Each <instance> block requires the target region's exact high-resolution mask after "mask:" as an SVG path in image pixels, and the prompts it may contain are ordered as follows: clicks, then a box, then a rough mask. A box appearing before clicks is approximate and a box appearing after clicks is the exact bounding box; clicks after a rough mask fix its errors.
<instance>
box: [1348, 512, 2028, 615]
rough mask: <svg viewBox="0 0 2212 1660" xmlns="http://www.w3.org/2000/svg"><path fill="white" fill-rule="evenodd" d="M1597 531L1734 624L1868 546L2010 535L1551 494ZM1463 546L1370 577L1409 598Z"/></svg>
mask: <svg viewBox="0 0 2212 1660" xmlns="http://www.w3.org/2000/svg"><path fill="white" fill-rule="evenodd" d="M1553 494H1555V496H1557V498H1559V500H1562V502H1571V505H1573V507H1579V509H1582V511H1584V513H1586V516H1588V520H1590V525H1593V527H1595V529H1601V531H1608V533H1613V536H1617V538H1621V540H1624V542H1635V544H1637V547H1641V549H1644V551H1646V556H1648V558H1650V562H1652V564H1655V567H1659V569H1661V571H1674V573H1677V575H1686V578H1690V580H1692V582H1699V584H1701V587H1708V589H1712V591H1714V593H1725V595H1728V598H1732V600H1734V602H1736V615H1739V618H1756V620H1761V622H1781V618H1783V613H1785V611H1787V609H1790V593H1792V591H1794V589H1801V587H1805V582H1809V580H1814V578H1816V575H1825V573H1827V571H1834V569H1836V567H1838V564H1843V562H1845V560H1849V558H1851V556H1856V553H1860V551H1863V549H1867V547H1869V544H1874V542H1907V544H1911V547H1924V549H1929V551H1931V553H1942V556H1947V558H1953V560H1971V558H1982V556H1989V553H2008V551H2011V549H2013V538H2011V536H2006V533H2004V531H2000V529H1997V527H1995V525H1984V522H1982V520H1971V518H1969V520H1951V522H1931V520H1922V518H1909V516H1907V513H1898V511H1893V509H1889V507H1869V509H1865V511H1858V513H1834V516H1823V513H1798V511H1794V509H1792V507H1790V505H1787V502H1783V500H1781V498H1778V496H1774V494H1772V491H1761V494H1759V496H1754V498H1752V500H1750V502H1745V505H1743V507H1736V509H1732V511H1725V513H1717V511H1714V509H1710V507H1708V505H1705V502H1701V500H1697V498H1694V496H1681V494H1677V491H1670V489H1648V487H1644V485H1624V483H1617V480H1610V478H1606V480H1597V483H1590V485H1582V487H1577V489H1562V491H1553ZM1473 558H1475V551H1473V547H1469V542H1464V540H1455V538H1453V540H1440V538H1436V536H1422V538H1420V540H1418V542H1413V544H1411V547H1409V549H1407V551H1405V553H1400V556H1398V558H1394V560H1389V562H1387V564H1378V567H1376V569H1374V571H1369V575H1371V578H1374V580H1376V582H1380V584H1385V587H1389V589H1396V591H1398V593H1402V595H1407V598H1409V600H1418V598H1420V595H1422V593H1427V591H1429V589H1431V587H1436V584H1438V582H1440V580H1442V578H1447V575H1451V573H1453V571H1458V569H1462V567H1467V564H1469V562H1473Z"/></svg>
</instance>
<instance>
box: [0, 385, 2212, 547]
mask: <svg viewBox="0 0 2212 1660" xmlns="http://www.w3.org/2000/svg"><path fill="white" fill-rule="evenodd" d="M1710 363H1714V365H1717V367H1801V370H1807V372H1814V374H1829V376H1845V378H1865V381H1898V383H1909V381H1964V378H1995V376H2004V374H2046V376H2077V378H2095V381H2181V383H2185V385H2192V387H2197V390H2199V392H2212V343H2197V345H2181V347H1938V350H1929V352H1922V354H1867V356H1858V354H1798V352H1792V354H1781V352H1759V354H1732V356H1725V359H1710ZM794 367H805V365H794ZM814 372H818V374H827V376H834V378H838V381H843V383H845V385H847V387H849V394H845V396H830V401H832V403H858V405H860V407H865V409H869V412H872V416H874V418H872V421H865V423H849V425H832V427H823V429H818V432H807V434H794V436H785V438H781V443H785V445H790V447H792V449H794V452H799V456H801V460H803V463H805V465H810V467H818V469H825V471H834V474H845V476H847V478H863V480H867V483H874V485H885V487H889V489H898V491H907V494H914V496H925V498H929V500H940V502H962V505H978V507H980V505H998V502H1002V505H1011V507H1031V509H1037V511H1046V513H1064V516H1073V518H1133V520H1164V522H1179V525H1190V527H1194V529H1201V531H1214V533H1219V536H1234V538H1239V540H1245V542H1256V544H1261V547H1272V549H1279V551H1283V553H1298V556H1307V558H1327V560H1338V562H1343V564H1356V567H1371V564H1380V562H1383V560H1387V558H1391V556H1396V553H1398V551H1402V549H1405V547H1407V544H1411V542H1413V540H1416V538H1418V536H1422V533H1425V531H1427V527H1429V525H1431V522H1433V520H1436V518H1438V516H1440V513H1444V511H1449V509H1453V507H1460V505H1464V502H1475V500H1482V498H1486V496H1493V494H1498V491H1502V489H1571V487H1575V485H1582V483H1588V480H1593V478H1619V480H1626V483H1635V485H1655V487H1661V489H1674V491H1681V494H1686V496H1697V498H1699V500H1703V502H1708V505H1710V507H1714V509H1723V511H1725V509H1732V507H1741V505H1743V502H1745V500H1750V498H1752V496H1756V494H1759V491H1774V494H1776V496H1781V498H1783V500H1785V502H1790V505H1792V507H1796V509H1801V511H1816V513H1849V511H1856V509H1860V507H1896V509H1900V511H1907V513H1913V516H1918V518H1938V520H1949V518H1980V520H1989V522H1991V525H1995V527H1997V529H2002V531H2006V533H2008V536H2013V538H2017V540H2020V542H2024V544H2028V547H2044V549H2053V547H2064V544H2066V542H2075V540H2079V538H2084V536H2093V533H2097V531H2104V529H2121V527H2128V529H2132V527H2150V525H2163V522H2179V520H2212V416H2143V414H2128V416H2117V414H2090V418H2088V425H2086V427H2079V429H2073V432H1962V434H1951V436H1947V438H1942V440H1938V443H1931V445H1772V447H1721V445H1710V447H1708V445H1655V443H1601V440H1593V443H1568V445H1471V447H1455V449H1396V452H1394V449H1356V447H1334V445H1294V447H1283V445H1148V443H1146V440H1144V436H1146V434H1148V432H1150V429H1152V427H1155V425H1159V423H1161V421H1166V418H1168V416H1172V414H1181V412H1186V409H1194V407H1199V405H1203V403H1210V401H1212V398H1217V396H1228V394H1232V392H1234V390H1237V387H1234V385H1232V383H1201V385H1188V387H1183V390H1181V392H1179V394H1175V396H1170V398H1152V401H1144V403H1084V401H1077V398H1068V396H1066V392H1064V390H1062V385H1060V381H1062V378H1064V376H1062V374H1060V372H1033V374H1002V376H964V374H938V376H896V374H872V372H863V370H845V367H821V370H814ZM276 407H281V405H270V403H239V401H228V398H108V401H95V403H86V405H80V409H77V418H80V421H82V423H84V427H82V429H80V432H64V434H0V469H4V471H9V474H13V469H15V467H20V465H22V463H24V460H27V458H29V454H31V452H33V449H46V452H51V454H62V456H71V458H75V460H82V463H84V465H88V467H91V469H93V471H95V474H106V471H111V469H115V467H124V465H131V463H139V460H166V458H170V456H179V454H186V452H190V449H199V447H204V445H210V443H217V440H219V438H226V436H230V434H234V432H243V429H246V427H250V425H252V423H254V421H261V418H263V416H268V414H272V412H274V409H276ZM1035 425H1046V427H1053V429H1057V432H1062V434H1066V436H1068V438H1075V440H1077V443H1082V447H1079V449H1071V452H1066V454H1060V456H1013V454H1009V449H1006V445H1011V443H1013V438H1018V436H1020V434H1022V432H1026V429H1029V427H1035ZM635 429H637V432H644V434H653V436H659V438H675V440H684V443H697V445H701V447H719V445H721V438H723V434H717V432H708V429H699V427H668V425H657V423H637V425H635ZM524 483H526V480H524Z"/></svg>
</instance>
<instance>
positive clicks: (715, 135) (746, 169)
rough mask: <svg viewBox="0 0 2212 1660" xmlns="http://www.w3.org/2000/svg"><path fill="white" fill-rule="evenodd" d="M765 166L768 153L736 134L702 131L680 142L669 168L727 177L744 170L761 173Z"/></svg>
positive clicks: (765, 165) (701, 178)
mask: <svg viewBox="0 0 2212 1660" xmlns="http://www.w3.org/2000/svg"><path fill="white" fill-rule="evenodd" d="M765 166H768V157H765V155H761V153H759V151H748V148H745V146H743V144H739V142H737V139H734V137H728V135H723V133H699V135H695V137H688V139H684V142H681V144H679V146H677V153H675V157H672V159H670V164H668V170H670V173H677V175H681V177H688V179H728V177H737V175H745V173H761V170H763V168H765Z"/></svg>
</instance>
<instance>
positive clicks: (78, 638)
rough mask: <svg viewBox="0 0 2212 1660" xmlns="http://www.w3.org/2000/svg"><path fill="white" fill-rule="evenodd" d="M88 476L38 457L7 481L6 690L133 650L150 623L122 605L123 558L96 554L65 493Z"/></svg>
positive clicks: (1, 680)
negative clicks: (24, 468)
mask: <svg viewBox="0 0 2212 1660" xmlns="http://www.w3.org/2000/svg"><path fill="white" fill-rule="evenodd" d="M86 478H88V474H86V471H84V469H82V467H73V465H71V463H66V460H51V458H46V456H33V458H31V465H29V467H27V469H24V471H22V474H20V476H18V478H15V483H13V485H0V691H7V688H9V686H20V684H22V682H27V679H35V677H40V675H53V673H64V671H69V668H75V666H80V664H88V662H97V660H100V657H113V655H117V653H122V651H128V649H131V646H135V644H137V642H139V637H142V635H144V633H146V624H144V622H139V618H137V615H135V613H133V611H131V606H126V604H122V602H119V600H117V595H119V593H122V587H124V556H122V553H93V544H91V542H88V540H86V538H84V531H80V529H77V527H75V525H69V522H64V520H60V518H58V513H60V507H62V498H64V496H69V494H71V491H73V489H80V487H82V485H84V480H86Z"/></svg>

## [What you will do]
Only the lines above from the one with "positive clicks: (715, 135) (746, 169)" through the one with "positive clicks: (1, 680)" should be duplicated, character for character.

## [Answer space]
positive clicks: (715, 135) (746, 169)
rough mask: <svg viewBox="0 0 2212 1660" xmlns="http://www.w3.org/2000/svg"><path fill="white" fill-rule="evenodd" d="M765 166L768 153L736 134L702 131L680 142L669 168L727 177L744 170L761 173Z"/></svg>
positive clicks: (765, 165) (701, 178)
mask: <svg viewBox="0 0 2212 1660" xmlns="http://www.w3.org/2000/svg"><path fill="white" fill-rule="evenodd" d="M765 166H768V157H765V155H761V153H759V151H748V148H745V146H743V144H739V142H737V139H734V137H728V135H723V133H699V135H695V137H688V139H684V142H681V144H679V146H677V153H675V157H672V159H670V164H668V170H670V173H677V175H681V177H688V179H728V177H737V175H745V173H761V170H763V168H765Z"/></svg>
</instance>
<instance>
positive clicks: (78, 638)
rough mask: <svg viewBox="0 0 2212 1660" xmlns="http://www.w3.org/2000/svg"><path fill="white" fill-rule="evenodd" d="M88 476L38 457L7 481L6 690L133 650L150 623L122 605L123 558L96 554L65 493Z"/></svg>
positive clicks: (1, 680)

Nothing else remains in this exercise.